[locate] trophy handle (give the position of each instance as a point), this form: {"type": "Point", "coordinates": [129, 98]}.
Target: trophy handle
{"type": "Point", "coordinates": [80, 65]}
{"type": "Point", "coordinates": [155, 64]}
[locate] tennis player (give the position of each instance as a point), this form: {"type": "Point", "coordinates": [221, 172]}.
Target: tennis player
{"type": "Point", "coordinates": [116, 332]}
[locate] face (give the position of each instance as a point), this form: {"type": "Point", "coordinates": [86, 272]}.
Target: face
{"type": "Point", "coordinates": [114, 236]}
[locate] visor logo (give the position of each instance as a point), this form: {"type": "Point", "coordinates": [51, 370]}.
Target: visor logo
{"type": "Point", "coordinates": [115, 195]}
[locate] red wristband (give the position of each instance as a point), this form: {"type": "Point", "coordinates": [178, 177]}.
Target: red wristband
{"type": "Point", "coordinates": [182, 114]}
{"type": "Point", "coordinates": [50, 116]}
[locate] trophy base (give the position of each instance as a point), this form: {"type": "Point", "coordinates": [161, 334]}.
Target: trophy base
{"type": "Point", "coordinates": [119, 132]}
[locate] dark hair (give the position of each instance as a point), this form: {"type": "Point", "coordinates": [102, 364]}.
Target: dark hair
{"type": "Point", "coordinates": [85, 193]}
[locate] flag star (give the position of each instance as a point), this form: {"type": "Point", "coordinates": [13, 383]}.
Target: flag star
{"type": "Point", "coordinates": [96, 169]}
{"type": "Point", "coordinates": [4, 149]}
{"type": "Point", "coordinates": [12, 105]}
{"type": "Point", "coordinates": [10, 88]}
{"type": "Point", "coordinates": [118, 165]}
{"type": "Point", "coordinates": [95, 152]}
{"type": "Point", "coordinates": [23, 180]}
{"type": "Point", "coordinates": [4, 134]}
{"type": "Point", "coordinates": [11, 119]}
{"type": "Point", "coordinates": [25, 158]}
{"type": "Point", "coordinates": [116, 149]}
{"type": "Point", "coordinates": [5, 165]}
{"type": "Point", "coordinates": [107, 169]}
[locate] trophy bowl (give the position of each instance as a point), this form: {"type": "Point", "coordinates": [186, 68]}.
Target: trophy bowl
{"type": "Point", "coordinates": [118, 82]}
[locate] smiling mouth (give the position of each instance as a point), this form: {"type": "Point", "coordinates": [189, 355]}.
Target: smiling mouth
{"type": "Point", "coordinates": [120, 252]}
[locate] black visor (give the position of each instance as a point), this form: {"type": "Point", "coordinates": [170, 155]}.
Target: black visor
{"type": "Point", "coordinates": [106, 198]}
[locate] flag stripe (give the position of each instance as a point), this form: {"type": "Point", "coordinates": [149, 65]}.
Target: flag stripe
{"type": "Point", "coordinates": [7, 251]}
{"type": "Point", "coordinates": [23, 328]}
==
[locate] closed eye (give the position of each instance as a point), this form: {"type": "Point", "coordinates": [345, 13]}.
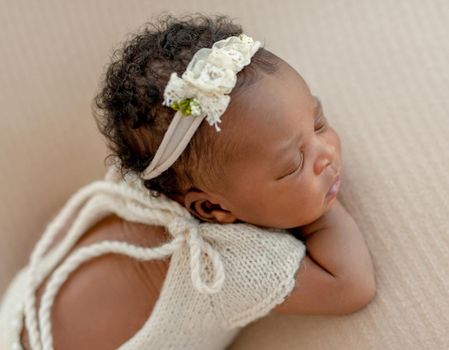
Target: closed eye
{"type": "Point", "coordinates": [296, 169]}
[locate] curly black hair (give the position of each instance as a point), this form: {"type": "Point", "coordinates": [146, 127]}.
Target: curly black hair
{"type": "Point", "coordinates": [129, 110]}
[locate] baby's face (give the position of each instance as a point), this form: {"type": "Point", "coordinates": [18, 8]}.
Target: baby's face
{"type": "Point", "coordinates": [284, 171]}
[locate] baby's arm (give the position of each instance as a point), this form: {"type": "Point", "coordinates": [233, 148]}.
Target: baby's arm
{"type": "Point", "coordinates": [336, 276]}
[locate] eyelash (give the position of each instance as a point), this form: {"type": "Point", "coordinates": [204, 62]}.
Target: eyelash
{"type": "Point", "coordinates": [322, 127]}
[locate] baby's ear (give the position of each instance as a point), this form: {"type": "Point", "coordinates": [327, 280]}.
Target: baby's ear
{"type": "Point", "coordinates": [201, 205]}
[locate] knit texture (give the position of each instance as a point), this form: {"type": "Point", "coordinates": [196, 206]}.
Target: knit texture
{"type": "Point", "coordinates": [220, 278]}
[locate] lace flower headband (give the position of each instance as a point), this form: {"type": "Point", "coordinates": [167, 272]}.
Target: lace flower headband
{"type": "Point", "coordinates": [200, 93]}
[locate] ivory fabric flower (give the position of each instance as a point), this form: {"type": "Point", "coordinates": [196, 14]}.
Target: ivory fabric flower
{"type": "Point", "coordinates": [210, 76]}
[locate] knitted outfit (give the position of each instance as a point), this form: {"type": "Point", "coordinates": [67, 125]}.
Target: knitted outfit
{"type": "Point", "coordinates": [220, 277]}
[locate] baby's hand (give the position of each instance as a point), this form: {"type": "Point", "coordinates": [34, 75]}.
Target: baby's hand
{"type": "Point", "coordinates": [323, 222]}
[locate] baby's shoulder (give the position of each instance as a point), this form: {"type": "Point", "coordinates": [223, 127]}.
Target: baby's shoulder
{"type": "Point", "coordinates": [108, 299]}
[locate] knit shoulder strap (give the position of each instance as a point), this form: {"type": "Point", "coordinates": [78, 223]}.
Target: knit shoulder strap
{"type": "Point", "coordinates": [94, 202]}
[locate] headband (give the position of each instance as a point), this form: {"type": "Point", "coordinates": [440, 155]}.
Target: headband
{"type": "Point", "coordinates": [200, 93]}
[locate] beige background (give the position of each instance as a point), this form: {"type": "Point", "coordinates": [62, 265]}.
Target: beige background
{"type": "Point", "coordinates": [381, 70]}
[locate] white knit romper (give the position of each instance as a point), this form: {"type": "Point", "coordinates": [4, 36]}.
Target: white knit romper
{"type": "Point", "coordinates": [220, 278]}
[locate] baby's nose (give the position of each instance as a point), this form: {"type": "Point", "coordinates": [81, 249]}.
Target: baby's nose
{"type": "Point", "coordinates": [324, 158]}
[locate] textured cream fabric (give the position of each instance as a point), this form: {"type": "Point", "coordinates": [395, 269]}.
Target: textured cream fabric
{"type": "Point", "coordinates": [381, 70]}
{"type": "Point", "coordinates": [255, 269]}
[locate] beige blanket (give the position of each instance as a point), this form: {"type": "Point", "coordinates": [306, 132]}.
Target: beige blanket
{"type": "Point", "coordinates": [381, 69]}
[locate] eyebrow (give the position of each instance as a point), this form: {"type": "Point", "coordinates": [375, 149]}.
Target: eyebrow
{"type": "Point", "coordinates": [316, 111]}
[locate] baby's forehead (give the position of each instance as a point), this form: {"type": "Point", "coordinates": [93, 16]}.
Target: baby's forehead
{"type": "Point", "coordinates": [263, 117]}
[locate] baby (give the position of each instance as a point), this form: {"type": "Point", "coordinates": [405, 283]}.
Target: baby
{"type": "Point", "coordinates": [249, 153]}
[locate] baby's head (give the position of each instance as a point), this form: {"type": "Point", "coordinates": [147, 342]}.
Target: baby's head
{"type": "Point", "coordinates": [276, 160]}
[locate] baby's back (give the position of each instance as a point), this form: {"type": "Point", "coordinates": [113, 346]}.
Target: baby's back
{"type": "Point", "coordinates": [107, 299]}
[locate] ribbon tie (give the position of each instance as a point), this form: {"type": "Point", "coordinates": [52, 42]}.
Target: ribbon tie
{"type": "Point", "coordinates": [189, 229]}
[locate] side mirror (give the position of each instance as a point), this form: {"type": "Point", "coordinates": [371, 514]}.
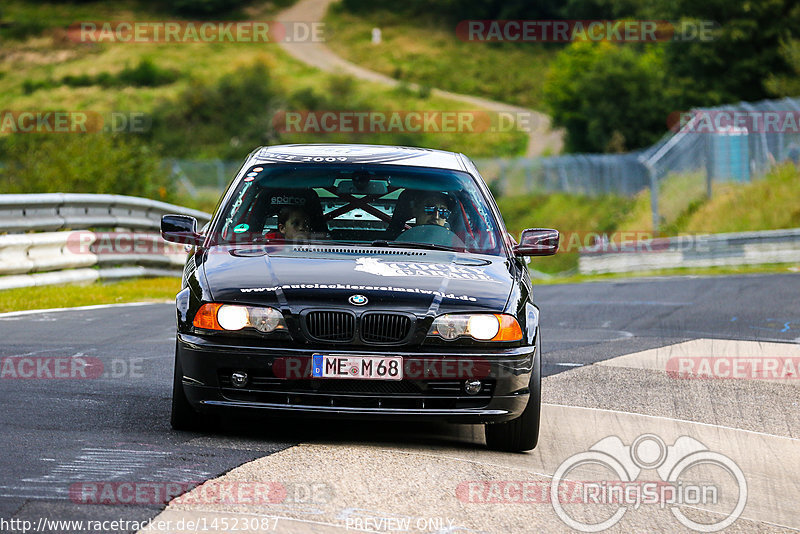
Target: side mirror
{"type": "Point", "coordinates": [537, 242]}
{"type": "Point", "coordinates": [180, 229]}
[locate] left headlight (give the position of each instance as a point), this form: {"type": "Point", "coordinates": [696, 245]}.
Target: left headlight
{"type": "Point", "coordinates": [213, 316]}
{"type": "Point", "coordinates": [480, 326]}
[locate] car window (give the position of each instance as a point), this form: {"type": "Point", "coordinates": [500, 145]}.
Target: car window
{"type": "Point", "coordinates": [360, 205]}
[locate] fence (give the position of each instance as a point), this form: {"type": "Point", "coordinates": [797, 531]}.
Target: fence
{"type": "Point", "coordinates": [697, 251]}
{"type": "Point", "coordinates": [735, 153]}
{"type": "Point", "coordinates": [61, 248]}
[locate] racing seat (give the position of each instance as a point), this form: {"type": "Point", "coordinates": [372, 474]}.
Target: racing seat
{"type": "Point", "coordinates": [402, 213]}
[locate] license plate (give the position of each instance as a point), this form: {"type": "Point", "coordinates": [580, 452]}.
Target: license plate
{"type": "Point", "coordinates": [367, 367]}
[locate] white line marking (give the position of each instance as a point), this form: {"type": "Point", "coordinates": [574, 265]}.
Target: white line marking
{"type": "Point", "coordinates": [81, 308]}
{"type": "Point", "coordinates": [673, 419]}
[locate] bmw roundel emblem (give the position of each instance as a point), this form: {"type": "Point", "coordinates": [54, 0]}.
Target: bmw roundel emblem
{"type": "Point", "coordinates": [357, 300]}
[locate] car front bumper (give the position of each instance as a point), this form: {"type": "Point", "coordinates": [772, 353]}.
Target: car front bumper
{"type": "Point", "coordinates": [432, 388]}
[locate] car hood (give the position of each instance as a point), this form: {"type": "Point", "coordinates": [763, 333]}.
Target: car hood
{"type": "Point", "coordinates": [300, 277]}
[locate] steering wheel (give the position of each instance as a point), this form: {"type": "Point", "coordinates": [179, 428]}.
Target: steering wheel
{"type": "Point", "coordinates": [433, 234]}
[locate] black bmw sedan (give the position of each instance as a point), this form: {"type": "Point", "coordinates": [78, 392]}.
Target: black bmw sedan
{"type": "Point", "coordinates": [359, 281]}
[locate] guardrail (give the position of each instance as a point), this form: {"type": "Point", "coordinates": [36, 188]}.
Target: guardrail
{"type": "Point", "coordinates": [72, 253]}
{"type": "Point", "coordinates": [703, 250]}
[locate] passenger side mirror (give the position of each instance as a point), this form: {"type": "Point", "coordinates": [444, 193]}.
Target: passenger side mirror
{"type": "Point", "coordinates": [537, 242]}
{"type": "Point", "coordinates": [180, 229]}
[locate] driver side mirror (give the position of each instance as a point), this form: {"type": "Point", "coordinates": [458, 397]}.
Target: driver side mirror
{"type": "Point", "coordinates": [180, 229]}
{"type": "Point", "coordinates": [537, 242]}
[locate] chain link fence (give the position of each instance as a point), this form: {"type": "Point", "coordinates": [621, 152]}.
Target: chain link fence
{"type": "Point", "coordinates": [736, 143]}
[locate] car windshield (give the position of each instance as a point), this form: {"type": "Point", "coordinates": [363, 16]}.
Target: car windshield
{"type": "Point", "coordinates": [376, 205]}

● REQUIRED ACTION: Above is a listing; print exactly its lines from the one with "[locate] car window" through the one with "[locate] fence (give", and no other lines.

● OUTPUT FOR THIS EXERCISE:
[locate] car window (give the position of each instance as a point), this form: {"type": "Point", "coordinates": [500, 145]}.
Target: car window
{"type": "Point", "coordinates": [360, 205]}
[locate] fence (give the position of each instance as a point), this form: {"type": "Point", "coordinates": [797, 531]}.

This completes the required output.